## Qué se pide
Expresa como lista numerada las líneas que van desde la que contiene "Draw the outline of every instance of the <item>denim" hasta la que contiene "28 288 L 24", ambas incluidas. Omite las líneas en blanco.

(Datos recopilados)
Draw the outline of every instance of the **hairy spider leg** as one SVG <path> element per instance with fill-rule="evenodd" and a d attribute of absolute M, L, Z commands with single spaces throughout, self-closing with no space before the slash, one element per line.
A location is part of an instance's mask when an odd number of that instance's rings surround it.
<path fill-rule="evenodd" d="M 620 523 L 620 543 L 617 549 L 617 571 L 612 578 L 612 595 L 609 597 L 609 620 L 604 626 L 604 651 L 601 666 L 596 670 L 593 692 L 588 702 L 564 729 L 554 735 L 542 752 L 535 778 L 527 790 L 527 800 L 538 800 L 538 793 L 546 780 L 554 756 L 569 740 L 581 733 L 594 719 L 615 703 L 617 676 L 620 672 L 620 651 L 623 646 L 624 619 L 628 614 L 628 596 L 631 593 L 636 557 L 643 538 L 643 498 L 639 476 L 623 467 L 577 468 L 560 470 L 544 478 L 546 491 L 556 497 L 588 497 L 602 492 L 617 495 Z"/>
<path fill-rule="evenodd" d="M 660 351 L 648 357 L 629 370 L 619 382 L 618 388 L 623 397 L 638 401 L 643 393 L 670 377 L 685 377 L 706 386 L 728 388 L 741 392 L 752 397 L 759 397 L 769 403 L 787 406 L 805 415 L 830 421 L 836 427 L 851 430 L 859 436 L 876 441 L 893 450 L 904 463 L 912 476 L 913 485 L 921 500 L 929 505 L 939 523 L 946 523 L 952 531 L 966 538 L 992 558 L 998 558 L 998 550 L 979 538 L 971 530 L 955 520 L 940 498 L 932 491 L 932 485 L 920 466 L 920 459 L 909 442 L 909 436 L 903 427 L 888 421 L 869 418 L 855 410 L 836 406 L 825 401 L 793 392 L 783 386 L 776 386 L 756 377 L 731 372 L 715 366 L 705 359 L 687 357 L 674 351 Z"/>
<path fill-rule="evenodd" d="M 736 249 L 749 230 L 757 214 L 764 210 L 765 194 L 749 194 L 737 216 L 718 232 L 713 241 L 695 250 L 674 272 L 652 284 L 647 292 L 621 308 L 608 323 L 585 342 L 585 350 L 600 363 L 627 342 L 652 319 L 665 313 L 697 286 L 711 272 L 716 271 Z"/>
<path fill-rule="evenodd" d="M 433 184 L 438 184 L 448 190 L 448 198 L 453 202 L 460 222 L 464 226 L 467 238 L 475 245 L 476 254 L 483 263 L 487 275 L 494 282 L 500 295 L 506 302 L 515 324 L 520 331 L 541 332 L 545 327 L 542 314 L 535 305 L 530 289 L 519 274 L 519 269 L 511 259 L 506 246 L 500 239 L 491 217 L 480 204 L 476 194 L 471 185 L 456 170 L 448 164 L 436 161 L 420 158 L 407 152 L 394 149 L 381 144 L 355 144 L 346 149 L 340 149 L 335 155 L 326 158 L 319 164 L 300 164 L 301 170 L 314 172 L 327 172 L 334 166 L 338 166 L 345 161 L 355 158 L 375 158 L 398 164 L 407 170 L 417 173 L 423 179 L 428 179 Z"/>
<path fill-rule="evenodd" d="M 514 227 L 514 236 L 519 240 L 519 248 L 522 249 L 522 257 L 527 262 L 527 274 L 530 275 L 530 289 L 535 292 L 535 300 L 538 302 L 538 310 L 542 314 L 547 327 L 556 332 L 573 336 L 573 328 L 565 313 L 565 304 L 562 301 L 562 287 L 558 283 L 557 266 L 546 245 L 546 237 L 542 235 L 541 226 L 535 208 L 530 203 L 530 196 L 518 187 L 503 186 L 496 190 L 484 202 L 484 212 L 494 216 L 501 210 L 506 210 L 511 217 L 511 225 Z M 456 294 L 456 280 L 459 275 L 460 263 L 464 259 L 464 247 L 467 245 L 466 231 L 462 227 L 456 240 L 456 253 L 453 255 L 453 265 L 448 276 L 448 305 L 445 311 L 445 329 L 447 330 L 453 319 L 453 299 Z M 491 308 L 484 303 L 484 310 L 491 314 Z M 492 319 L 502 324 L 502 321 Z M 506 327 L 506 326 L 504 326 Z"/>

* * *

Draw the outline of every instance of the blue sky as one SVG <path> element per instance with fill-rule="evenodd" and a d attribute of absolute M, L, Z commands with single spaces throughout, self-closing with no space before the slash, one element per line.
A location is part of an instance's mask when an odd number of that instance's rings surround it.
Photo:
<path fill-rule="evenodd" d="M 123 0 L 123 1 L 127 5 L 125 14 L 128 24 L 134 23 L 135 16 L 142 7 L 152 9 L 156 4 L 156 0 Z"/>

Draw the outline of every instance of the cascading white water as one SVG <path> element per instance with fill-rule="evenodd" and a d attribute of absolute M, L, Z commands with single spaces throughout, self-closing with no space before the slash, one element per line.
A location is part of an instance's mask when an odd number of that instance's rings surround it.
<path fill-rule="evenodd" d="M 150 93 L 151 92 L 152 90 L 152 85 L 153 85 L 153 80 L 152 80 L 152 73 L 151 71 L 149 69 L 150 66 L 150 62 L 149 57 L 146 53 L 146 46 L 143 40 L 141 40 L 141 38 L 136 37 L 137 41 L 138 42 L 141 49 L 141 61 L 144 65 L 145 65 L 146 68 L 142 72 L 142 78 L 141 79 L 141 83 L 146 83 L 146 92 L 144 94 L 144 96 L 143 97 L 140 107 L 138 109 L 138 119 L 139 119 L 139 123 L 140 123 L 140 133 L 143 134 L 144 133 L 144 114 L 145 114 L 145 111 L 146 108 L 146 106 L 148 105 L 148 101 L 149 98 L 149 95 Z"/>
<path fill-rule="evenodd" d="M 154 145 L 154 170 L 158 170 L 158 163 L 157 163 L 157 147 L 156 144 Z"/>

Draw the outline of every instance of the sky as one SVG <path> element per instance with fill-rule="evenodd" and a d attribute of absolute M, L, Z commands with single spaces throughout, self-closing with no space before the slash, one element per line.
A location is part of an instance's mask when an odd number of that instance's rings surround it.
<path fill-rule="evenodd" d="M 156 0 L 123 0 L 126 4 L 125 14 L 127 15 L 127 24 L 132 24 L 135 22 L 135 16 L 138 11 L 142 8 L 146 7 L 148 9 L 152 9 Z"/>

==

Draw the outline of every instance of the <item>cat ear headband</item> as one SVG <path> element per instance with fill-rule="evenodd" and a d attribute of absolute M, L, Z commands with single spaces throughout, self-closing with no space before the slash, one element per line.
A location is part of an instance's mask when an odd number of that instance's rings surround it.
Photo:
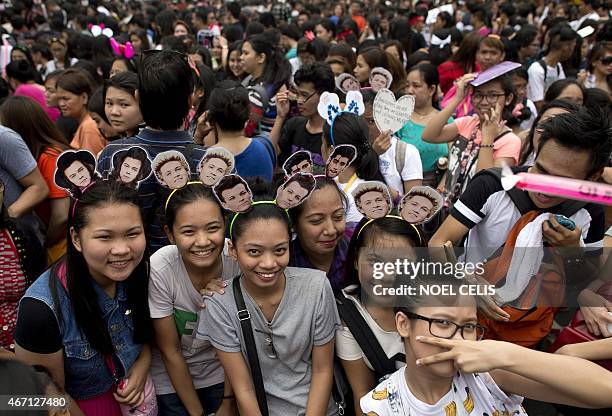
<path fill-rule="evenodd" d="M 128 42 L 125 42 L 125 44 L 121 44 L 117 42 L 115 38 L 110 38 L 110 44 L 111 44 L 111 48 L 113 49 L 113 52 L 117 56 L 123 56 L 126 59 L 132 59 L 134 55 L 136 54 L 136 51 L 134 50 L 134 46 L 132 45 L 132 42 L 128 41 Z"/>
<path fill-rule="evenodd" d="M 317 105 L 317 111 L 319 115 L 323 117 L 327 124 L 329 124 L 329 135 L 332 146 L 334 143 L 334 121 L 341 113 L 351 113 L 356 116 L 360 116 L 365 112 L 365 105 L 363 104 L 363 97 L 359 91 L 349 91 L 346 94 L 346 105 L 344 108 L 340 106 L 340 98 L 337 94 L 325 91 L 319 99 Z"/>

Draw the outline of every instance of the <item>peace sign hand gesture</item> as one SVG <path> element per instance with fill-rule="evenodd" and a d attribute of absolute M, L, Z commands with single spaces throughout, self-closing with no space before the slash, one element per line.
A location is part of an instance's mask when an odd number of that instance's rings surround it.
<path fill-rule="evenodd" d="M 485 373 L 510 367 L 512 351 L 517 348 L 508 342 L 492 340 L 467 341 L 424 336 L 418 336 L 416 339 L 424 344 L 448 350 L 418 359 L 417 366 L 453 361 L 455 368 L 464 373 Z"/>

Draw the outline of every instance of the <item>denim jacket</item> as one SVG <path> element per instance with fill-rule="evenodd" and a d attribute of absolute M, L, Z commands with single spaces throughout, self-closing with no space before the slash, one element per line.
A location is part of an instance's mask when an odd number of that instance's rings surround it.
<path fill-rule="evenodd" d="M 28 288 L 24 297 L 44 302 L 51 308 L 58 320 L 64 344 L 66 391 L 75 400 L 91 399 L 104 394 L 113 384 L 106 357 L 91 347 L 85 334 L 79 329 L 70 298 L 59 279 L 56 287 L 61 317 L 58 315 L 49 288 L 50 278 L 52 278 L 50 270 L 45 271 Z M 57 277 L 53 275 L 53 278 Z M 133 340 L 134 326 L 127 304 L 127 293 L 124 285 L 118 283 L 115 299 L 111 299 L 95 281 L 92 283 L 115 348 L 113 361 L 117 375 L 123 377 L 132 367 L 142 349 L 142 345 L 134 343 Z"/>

## Resultado del ejercicio
1. Draw the outline of every instance of the <item>denim jacket</item> as one SVG <path> element per instance with fill-rule="evenodd" and a d attribute of absolute M, L, Z commands with single spaces throughout, self-closing with no space before the slash, one element per line.
2. A location is part of an instance's mask when an odd number of that instance's rings surround it.
3. <path fill-rule="evenodd" d="M 28 288 L 24 297 L 44 302 L 51 308 L 58 320 L 64 344 L 66 391 L 75 400 L 91 399 L 104 394 L 113 384 L 106 357 L 91 347 L 85 334 L 79 329 L 70 298 L 59 279 L 56 287 L 61 317 L 58 315 L 49 288 L 50 278 L 52 278 L 50 270 L 45 271 Z M 57 277 L 53 275 L 53 278 Z M 133 340 L 134 326 L 127 304 L 127 293 L 124 285 L 118 283 L 115 299 L 111 299 L 95 281 L 92 283 L 115 348 L 113 361 L 117 375 L 123 377 L 132 367 L 142 349 L 142 345 L 134 343 Z"/>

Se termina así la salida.